## Referring expression data

——————————

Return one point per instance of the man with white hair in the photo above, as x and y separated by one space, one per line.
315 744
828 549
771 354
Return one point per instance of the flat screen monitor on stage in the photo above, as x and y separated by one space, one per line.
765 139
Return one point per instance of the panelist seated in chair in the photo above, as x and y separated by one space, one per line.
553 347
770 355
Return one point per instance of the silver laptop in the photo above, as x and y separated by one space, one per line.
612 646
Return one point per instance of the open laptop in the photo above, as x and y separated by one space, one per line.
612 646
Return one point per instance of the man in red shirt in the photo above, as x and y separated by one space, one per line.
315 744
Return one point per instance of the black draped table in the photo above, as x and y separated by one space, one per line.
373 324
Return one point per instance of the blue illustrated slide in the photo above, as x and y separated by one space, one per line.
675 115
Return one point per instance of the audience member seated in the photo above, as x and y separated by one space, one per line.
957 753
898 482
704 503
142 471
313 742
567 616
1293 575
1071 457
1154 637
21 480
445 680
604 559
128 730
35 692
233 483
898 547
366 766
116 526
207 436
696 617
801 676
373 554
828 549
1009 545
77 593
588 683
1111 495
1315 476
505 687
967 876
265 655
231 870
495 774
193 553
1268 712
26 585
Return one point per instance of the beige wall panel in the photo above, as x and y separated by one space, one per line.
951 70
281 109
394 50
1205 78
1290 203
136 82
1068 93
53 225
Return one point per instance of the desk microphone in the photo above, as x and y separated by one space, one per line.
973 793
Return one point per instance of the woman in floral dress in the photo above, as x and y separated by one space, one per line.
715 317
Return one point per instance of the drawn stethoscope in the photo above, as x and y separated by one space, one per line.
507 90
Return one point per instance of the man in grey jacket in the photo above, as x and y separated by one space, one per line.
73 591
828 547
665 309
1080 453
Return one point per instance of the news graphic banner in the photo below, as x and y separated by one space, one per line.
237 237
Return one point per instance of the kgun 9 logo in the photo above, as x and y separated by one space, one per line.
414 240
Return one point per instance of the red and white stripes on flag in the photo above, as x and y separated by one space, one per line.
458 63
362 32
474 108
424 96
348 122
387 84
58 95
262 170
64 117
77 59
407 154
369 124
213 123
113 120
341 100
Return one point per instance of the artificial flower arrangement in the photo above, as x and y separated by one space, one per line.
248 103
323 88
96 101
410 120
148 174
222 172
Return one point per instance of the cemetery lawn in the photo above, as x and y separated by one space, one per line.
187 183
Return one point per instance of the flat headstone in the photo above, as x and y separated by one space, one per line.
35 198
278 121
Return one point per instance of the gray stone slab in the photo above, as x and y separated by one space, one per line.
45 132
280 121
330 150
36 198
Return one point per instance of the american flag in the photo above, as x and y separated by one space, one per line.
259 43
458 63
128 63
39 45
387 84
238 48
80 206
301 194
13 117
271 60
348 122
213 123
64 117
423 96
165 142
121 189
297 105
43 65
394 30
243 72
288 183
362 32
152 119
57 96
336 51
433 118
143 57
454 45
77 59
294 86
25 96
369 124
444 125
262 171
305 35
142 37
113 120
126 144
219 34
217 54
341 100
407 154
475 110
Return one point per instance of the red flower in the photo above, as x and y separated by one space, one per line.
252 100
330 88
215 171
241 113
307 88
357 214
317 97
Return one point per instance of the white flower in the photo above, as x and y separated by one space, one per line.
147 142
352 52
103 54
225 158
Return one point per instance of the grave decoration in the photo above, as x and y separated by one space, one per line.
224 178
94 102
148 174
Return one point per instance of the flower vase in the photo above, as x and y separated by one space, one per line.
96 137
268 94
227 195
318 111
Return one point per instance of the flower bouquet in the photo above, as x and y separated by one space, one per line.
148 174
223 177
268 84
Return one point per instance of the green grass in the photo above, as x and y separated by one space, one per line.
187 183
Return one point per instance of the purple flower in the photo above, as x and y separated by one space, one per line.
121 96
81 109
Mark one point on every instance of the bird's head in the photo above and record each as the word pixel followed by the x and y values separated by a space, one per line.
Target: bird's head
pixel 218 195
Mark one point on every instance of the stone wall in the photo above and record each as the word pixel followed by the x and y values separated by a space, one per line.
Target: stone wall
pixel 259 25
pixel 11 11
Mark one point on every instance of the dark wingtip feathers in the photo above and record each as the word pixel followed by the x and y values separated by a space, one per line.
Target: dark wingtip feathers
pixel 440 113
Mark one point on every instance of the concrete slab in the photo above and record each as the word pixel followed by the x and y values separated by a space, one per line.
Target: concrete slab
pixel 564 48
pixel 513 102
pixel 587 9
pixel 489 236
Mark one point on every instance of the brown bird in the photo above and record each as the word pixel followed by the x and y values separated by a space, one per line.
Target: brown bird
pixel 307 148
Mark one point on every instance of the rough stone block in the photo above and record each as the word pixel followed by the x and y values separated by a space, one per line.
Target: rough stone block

——————————

## Brief
The data above is to be given again, with every line exact.

## Written solution
Return one point per instance of the man with white hair in the photo above, as x and y separated by one space, one per line.
315 744
828 549
771 354
Return one point per instance of the flat screen monitor on stage in the photo above, as x and y separated by one space, one per line.
765 139
Return one point per instance of the panelist seated in chair in the photo above, as x and y separated by one space, one per line.
553 347
770 355
Return one point per instance of the silver laptop in the photo above, as x and y separated by one space, one per line.
612 646
Return one point per instance of the open laptop in the photo above, as x and y separated by one space, one per line.
612 646
Return one point per instance of the man in red shirt in the photo above, as x and y separated by one space, one per line.
315 744
Return one point per instance of the black draped table in the photo above, as x and y separated by one space, one per line.
373 324
Return one point per instance of the blue illustrated slide in the photo above, as x and y separated by one space, one per line.
675 115
Return one point per instance of the audience member seated in the photo above, as x and y separated by one space, one per line.
957 753
898 482
704 503
142 471
313 742
567 616
1293 575
1071 457
1154 637
21 480
445 680
604 559
128 730
35 692
233 483
898 547
366 766
116 526
207 436
696 617
801 676
373 554
828 549
1009 545
77 593
588 683
1111 495
1315 476
505 687
967 876
265 655
231 870
495 774
193 553
1268 712
26 585
Return one point per instance of the beige wall panel in the photo above, as x and y separated by one space, one per line.
951 70
281 109
394 50
1205 78
1290 203
136 82
1068 93
53 225
Return one point per instance of the desk microphone in the photo above, as x and y separated by one space, one per line.
973 793
Return one point per instance of the woman in floral dress in the photo above, as x and y separated by one space, one per line.
715 317
Return one point per instance of the drawn stethoscope in the photo above, as x and y separated by one space, one per line.
507 90
Return one point per instance of the man in grey jacket in the photo above, as x and y separated by one space, one per line.
73 591
828 547
665 309
1080 453
Return one point per instance of the news graphic banner in the photo below, as x and y separated by one space, one per line.
237 237
Return one point per instance of the kgun 9 logo in the photo above, as x and y separated by one space, one per line.
414 240
Return one point per instance of the red and white stripes on flag in the photo above, as x and y separated by one space, one per line.
458 63
362 32
474 108
424 96
348 122
387 84
58 95
262 170
64 117
77 59
407 154
369 124
213 123
113 120
341 100
Return one point per instance of the artificial flower arrangement in the photo above, as x and y separated by one space, one per line.
248 103
323 88
96 101
410 120
148 174
222 172
Return one point per instance of the cemetery lawn in the photo above, as x and y separated by one space, one per line.
187 183
Return one point per instance of the flat headstone in the photo above, as x and y separated by one space, one per line.
35 198
278 121
Return one point per instance of the gray stone slab in the photo above, as x and y separated by one space, one per line.
45 132
280 121
330 150
36 198
Return one point per instance of the american flag in the photo above, as x and y separated by one space, one per line.
259 43
458 63
128 63
39 45
387 84
238 48
80 206
301 194
13 117
271 60
348 122
213 123
64 117
423 96
165 142
121 189
297 105
43 65
394 30
243 72
288 183
362 32
152 119
57 96
336 51
433 118
143 57
454 45
77 59
294 86
25 96
369 124
444 125
262 171
305 35
142 37
113 120
126 144
219 34
217 54
341 100
407 154
475 110
Return one point per instance of the red flower in the photo above, as x and y separated by one space, one per line.
252 100
330 88
215 171
241 113
307 88
357 214
317 97
Return one point per instance of the white flower in the photo above, as x and y separated by one space, one per line.
147 142
352 52
103 54
225 158
Return one point per instance of the grave decoration in the photo above, as x and y separated by one space, one per line.
224 178
94 102
148 174
Return one point per instance of the flower vase in the photo above, as x and y separated by one space, one per line.
96 137
268 94
227 195
318 111
Return one point per instance of the flower bouquet in the photo above, as x and y separated by one space, one per line.
148 174
223 177
268 84
Return one point per instance of the green grass in the photo above, as x and y separated by one space, one per line.
187 183
Return one point per instance of the purple flower in the photo above, as x and y separated by one space, one per line.
121 96
81 109
Mark one point on every instance of the bird's head in the photo above and record each as the word pixel followed by the x and y values separated by a space, one per line.
Target: bird's head
pixel 218 195
Mark one point on every instance of the stone wall in the photo above and record each as the word pixel followed by the x and y values separated by a space, one per line.
Target: stone wall
pixel 259 25
pixel 11 11
Mark one point on every instance of the dark wingtip feathers in the photo above and record each as the word pixel followed by the x and y values separated by a space, one per line.
Target: dark wingtip feathers
pixel 440 113
Mark one point on every instance of the concrete slab in the photo above and record each as the word pixel followed by the x and y values separated by a space, one per line.
Target: concrete slab
pixel 564 48
pixel 513 102
pixel 587 9
pixel 489 236
Mark one point on every instance of the brown bird in the photo above and record each as the word pixel followed by the x and y values separated by a space, one per line.
Target: brown bird
pixel 307 148
Mark one point on every instance of the rough stone block in the photo above and record each as the word pixel followed by the x and y values separated by a space, one per line.
Target: rough stone block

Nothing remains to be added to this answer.